(begin)

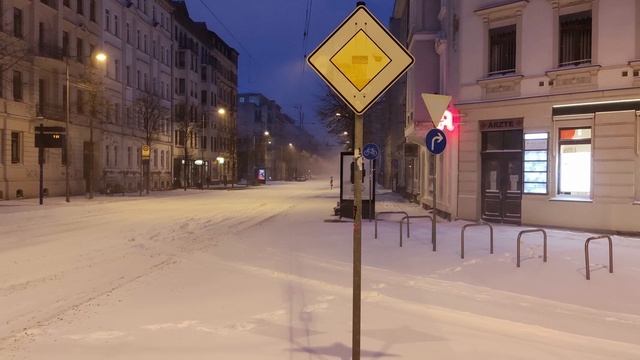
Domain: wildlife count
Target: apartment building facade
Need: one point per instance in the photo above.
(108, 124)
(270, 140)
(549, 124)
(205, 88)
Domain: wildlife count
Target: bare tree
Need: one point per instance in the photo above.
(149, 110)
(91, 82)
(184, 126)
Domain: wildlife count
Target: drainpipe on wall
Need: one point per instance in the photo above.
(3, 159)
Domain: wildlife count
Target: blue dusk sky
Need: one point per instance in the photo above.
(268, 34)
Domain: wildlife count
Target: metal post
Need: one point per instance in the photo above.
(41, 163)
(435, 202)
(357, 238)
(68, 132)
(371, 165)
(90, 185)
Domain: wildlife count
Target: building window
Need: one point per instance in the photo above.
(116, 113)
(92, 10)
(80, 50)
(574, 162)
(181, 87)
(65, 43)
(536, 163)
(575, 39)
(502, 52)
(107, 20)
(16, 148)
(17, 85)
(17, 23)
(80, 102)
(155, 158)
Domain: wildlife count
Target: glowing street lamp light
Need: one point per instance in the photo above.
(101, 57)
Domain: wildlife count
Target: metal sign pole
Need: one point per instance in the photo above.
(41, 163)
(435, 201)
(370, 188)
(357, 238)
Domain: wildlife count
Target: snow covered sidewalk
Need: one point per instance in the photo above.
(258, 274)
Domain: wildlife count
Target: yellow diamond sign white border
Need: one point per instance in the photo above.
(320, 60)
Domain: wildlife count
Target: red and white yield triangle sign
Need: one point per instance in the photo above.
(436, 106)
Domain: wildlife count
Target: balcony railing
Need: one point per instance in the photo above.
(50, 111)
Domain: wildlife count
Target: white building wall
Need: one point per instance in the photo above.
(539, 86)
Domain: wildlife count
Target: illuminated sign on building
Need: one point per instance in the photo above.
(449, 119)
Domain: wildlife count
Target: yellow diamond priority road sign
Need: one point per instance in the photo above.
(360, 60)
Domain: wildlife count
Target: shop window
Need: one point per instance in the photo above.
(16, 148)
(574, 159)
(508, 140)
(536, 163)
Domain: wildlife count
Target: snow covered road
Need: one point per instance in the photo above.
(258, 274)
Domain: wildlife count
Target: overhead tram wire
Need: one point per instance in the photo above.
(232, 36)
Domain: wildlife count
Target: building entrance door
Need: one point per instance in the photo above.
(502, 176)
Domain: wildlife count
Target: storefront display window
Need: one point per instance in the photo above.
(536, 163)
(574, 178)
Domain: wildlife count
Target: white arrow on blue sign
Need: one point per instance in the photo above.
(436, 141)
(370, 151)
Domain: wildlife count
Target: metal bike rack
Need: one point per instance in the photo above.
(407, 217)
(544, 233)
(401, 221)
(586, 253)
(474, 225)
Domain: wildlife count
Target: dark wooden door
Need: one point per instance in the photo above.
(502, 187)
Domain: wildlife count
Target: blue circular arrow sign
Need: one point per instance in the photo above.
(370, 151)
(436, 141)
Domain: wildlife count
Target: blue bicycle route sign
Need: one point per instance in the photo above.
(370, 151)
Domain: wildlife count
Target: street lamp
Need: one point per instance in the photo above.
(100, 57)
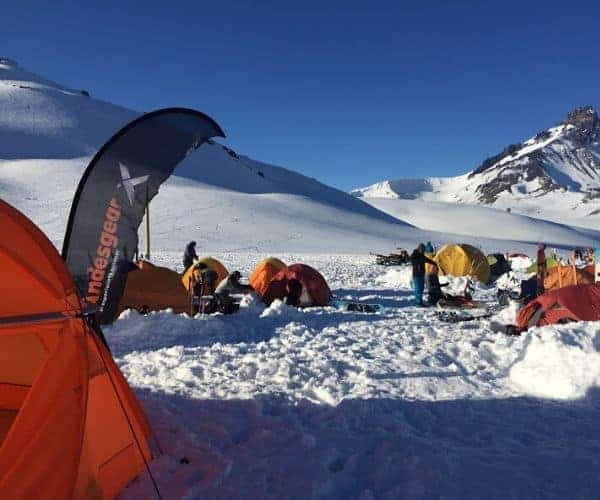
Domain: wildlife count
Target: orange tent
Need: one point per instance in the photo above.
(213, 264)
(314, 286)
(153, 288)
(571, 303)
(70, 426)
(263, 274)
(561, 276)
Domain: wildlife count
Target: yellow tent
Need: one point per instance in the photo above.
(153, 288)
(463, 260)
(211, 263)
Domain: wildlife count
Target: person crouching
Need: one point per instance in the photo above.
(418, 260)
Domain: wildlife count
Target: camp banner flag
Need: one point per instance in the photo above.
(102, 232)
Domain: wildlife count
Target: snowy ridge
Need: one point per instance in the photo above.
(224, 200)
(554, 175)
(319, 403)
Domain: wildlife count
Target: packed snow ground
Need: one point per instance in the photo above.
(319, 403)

(end)

Work required:
Retype each line of the listing above word for word. Exclude the pictures.

Full solution:
Domain: wildlife count
Target: apartment building facade
Need: one point per instance in the photo above.
(108, 124)
(270, 140)
(549, 124)
(205, 88)
Domain: wildlife count
Target: bare tree
Need: one point per instance in the photo above.
(149, 110)
(91, 82)
(184, 126)
Domain: wildlife count
Target: drainpipe on wall
Need: one point per instance in the photo above.
(3, 159)
Domain: wildlife count
Target: blue dusk sky
Need: one point per instance in the photo above.
(268, 34)
Domain: wildlife count
Target: metal post
Need: one point per instance in the photo above.
(41, 163)
(435, 202)
(357, 238)
(68, 132)
(371, 165)
(90, 185)
Domain: wildlife count
Target: building window
Need: one point per instance in the photo above.
(116, 113)
(92, 10)
(80, 50)
(574, 162)
(181, 87)
(65, 43)
(536, 163)
(575, 39)
(502, 52)
(107, 20)
(16, 148)
(17, 85)
(17, 23)
(80, 102)
(155, 158)
Domain: wildlife count
Target: glowing street lamp light
Need: one point per instance in the photo above.
(101, 57)
Domain: wildlife count
Target: metal sign pole
Need: one point per instance in the photo above.
(41, 163)
(435, 201)
(370, 188)
(357, 238)
Domain: wildlife count
Target: snow covered sidewalk
Need: one point per instance in the photo above.
(258, 274)
Domain: wildlife count
Target: yellow diamond sign white border
Need: one point per instance in the photo above.
(320, 60)
Domain: wildlife count
Target: red and white yield triangle sign
Need: one point per instance in the photo above.
(436, 106)
Domain: wildlife count
Target: balcony railing
Need: one point per instance in the photo above.
(50, 111)
Domain: wildlife count
Target: white building wall
Need: one point per instance in the photo above.
(539, 86)
Domain: wildlife count
Target: illuminated sign on building
Need: one point per instance in the photo above.
(449, 119)
Domain: wildlife count
Target: yellow diamond priority road sign
Need: one point per instance in the photo above.
(360, 60)
Domain: wildlife count
Target: shop window
Need: one point per instance in the photo above.
(16, 148)
(574, 159)
(508, 140)
(536, 163)
Domain: wildlife count
Target: snow covered road
Need: one point per instance in the photo above.
(258, 274)
Domain: wildlife count
Target: overhead tram wire
Need: one point per instance in the photo above.
(232, 36)
Domain: wildlife count
Target: building entrance door
Need: one point per instance in the photo above.
(502, 176)
Domain: wildlife count
Target: storefront display window
Need: one point per instance in the photo above.
(536, 163)
(574, 178)
Domain: wildlife count
Target: white arrow on blue sign
Need: one point per instance in the photo above.
(436, 141)
(370, 151)
Domain: wildlife count
Target: metal bike rack
Need: one point per instance in the photo above.
(407, 217)
(544, 233)
(401, 221)
(586, 253)
(474, 225)
Domain: wildlife count
Target: dark wooden door
Need: one point per instance in the photo above.
(502, 187)
Domain: wildlife count
Target: blue circular arrow sign
Need: one point per instance in the photo above.
(370, 151)
(436, 141)
Domain: wildlife count
Target: blue bicycle route sign
Need: one point per instance in the photo above.
(370, 151)
Domain: wildlife count
Target: street lamp
Need: one point per instance in the photo above.
(100, 57)
Domain: wildlife count
Target: orange tent
Need: one point per instance in the photo above.
(213, 264)
(314, 286)
(153, 288)
(571, 303)
(70, 426)
(263, 274)
(561, 276)
Domain: wildlife count
Target: yellow tent
Need: one point per instance in the photo above.
(153, 288)
(463, 260)
(211, 263)
Domain: wildlife count
Target: person crouching
Need: one point per instance in the photo above.
(418, 260)
Domain: wildlife count
Target: camp banner flag
Need: one point per instance in the photo above.
(102, 232)
Domain: wildlife count
Target: snowy ridge
Need: one point per instance in the photo above.
(224, 200)
(554, 175)
(319, 403)
Domain: wildlife count
Target: packed snow ground
Need: one point per instance in the photo above.
(319, 403)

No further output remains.